[Document section]
┄┄┄┄┄┄┄┄┄┄┄┄┄┄┄┄┄┄┄┄

The court's analysis of the validity of the Director's final determination begins with the familiar principle that the Director's interpretation of tax statutes is entitled to a presumption of validity. "Courts have recognized the Director's expertise in the highly specialized and technical area of taxation." Aetna Burglar & Fire Alarm Co. v. Director, Div. of Taxation, 16 N.J. Tax 584, 589 (Tax 1997)(citing Metromedia, Inc v. Director, Div. of Taxation, 97 N.J. 313, 327 (1984)). The scope of judicial review of the Director's decision with respect to the imposition of a tax "is limited." Quest Diagnostics, Inc. v. Director, Div. of Taxation, 387 N.J. Super. 104, 109 (App. Div.), certif. denied, 188 N.J. 577 (2006). The Supreme Court has directed courts to accord "great respect" to the Director's application of tax statutes, "so long as it is not plainly unreasonable." Metromedia, supra, 97 N.J. at 327. See also GE Solid State, Inc. v. Director, Div. of Taxation, 132 N.J. 298, 306 (1993)("Generally, courts accord substantial deference to the interpretation an agency gives to a statute that the agency is charged with enforcing.").

N.J.S.A. 54A:2-1 provides that "[t]here is hereby imposed a tax for each taxable year (which shall be the same as the taxable year for federal income tax purposes) on the New Jersey gross income as herein defined of every individual, estate or trust (other than a charitable trust or a trust forming part of a pension or profit-sharing plan), subject to the deductions, limitations and modifications hereinafter provided . . . ." According to N.J.S.A. 54A:5-4 a "partnership or association as such shall not be subject to the tax imposed by this act, but the income or gain of a member of a partnership or association shall be subject to the tax and the tax shall be imposed on his share, whether or not distributed, of the income or gain received by the partnership or association for its taxable year ending within or with the partner's or member's taxable year." Thus, plaintiff, a New Jersey resident in 1994 is subject to gross income tax on his "[d]istributive share of partnership income." N.J.S.A. 54A:5-1k.

┄┄┄┄┄┄┄┄┄┄┄┄┄┄┄┄┄┄┄┄

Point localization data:
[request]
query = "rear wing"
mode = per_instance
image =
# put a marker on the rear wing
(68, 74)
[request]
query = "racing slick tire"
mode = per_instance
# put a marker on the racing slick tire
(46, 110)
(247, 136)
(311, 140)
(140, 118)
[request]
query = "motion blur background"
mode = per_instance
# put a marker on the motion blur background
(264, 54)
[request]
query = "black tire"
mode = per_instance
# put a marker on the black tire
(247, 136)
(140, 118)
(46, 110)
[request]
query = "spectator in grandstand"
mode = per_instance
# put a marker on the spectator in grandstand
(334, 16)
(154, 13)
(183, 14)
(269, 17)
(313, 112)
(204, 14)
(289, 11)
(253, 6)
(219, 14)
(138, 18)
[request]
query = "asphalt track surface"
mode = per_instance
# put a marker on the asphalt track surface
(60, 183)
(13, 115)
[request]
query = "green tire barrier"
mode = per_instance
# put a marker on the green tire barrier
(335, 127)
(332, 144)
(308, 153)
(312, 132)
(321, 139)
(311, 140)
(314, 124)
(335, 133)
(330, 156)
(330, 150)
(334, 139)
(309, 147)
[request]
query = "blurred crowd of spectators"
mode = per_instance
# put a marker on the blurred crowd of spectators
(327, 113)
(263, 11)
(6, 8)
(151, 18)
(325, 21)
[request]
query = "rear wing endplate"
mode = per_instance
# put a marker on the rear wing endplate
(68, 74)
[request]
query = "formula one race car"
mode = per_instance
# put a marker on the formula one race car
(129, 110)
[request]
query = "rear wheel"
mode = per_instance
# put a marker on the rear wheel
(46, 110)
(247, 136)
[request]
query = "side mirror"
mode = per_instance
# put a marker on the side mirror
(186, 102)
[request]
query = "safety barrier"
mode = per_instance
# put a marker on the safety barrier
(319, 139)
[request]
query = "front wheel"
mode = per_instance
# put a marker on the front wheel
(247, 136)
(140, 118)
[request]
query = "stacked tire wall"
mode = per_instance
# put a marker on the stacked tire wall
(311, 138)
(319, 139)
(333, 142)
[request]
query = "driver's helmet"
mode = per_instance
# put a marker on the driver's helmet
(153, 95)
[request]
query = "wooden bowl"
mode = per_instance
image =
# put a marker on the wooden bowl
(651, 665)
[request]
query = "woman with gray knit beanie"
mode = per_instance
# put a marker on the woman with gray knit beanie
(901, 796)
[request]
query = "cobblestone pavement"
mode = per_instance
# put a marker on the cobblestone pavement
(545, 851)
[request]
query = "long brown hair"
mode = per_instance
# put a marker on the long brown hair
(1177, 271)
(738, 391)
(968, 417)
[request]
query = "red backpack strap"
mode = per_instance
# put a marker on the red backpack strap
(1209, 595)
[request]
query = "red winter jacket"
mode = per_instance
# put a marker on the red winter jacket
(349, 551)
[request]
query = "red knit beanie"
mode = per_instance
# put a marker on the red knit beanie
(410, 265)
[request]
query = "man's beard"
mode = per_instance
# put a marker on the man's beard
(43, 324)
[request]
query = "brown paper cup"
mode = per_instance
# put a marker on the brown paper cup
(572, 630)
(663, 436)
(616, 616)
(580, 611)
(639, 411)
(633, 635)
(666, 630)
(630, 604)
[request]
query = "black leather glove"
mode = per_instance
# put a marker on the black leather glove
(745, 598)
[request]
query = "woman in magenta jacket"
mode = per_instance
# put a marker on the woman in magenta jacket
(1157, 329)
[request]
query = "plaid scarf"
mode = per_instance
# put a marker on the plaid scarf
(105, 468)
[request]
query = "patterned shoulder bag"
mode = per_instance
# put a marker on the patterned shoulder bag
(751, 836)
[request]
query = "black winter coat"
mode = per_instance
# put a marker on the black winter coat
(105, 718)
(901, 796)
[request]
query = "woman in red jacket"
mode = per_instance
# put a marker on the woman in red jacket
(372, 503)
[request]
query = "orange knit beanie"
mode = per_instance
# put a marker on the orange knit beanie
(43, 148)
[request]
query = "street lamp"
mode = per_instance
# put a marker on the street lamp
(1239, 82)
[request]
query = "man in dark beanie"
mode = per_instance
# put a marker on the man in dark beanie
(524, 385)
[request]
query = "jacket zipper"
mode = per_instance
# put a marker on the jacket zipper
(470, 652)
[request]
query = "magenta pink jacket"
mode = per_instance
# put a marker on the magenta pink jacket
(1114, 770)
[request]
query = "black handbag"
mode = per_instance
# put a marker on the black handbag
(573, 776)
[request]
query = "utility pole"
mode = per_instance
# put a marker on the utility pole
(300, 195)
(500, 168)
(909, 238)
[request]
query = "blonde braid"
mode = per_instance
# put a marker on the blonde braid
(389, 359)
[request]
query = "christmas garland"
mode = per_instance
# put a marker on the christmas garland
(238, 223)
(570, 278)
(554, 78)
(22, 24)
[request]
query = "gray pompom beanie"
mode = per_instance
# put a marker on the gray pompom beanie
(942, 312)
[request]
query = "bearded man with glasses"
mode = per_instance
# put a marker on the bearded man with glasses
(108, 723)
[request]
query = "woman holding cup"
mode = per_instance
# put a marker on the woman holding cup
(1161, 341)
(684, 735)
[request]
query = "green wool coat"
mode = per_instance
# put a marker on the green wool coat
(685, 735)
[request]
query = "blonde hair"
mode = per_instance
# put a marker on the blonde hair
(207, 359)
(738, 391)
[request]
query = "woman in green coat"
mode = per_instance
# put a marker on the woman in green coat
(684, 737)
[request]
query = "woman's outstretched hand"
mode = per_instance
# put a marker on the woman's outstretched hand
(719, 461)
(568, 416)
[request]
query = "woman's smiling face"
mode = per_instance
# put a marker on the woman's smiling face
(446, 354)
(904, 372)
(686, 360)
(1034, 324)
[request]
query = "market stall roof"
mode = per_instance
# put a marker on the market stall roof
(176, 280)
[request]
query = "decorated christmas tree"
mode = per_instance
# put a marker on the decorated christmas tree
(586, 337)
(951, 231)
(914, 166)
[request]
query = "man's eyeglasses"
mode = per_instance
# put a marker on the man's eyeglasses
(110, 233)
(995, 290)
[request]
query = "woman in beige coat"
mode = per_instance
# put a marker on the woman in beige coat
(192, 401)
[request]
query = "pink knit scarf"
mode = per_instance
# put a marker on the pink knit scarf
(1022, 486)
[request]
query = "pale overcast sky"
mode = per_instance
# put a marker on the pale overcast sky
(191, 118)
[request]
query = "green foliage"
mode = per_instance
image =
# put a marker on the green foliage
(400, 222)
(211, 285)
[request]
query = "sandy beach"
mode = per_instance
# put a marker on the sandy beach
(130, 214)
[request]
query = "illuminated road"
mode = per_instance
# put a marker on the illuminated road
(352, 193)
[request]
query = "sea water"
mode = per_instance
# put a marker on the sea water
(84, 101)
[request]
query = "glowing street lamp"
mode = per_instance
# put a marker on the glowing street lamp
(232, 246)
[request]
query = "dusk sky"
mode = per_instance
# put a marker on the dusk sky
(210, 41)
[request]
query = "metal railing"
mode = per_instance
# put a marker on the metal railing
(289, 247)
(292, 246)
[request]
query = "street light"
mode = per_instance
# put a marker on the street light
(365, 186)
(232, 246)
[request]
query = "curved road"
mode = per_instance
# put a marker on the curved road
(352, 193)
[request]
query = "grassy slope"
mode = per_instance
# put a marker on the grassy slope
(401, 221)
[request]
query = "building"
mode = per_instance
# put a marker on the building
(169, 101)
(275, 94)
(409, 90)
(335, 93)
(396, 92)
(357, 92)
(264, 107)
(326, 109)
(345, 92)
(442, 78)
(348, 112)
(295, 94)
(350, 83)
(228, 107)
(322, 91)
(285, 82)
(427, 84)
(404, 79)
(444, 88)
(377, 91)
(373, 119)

┄┄┄┄┄┄┄┄┄┄┄┄┄┄┄┄┄┄┄┄

[Apply what you read]
**1.** List each court case cited in the tax opinion excerpt, naming every case only once.
**2.** Pick up the tax opinion excerpt after its last sentence and carry it forward.

[Responses in order]
**1.**
Aetna Burglar & Fire Alarm Co. v. Director, Div. of Taxation
Metromedia, Inc v. Director, Div. of Taxation
Quest Diagnostics, Inc. v. Director, Div. of Taxation
GE Solid State, Inc. v. Director, Div. of Taxation

**2.**
Among the categories of taxable income that may be distributed to a partner by a partnership is "net gains or income from disposition of property." N.J.S.A. 54A:5-1c. The category is defined as

Net gains or net income, less net losses, derived from the sale, exchange or other disposition of property, including real or personal, whether tangible or intangible as determined in accordance with the method of accounting allowed for federal income tax purposes. For purposes of determining gain or loss, the basis of the property shall be the adjusted basis used for federal income tax purposes.

* * *
The term "net gains or income" shall not include gains or income from transactions to the extent to which nonrecognition is allowed for federal income tax purposes.
[N.J.S.A. 54A:5-1c.]

Plaintiff reported his distributive share of partnership income, including the gains allocated to him by his partnerships from the disposition of real property, on his 1994 gross income tax return. The return comports with the partnership K-1 returns produced by plaintiff both at the time of the filing of his original return and at the time of the filing of his amended return. He produced no amended K-1 return during discovery or in response to the Director's summary judgment motion altering in any way the income that his partnerships reported to have distributed to him in 1994. There is no evidence in the record suggesting that the amounts of income reported by plaintiff on his original 1994 return were incorrect.

In addition, plaintiff produced no documentary evidence suggesting that the Director was compelled by the holding in Koch, supra, to accept plaintiff's amended 1994 gross income tax return. At issue in Koch was the method to be used to calculate a partner's gain from the disposition of his partnership interest. The taxpayer had purchased his partnership interest for $75,000 cash. He also agreed to be personally liable for a portion of the partnership's indebtedness. 157 N.J. at 3-4. Over the course of four years, the taxpayer was allocated a portion of the partnership's losses. He deducted those losses on his federal income tax return. Id. at 4. Accordingly, the basis of his partnership interest for federal tax purposes was reduced to zero. Ibid. New Jersey law did not allow the taxpayer to use the partnership losses to offset gains on his New Jersey income tax returns.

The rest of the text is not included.